◆ **EXTRAIT DU TEXTE**:
La lecture de Codes, la grande aventure m'a fait repenser à un problème des plus intéressants concernant la cryptographie. Il s'agit de la problématique de l'échange des clefs.
Première constatation : avec une clef aléatoire et unique de la longueur du message, on peut réaliser un chiffrement absolument incassable. Il suffit par exemple de faire une addition modulo entre la clef et le message, et on obtient un message crypté sans risque de répétition et sans faille. La taille des clefs rend cette méthode inapplicable en pratique.
Deuxième constatation : la sécurité des solutions actuelles permettant l'échange de clef ou l'existence de clefs de chiffrement publiques (comme RSA ou Diffie-Hellman-Merkle) ne reposent que sur la limite des moyens de calcul. Avec un ordinateur infiniment puissant (mettons un ordinateur quantique...), casser de tels code est un jeu d'enfant. La sécurité ne repose donc pas sur un aspect théorique, mais sur un aspect pratique (1).
Ce qui est fascinant, c'est que dans la réalité, cet échange est possible. Il suffit à A de mettre son message dans un coffre m (on assimile le message et le coffre), et de le fermer grâce à un cadenas X. Il envoie la boite à B, qui pose son cadenas Y, et la renvoie à A. A reçoit la boîte avec les deux cadenas, enlève son cadenas X, et la renvoie à B. Il ne reste alors plus qu'à B de retirer son cadenas Y et de lire le message.

◆ **DONNÉES FOURNIES**:
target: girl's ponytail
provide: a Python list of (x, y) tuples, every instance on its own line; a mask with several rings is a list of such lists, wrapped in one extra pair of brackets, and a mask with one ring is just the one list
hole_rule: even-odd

◆ **DÉTAILS DE L'EXERCICE**:
Extrayez de l'extrait consacré à l'échange des clefs le passage qui va de « La lecture de » jusqu'à « l'échange des clefs. » inclus, sans y changer un mot. Ne vous servez que de l'extrait consacré à l'échange des clefs.

◆ **RÉSULTAT DE L'EXERCICE**:
La lecture de Codes, la grande aventure m'a fait repenser à un problème des plus intéressants concernant la cryptographie. Il s'agit de la problématique de l'échange des clefs.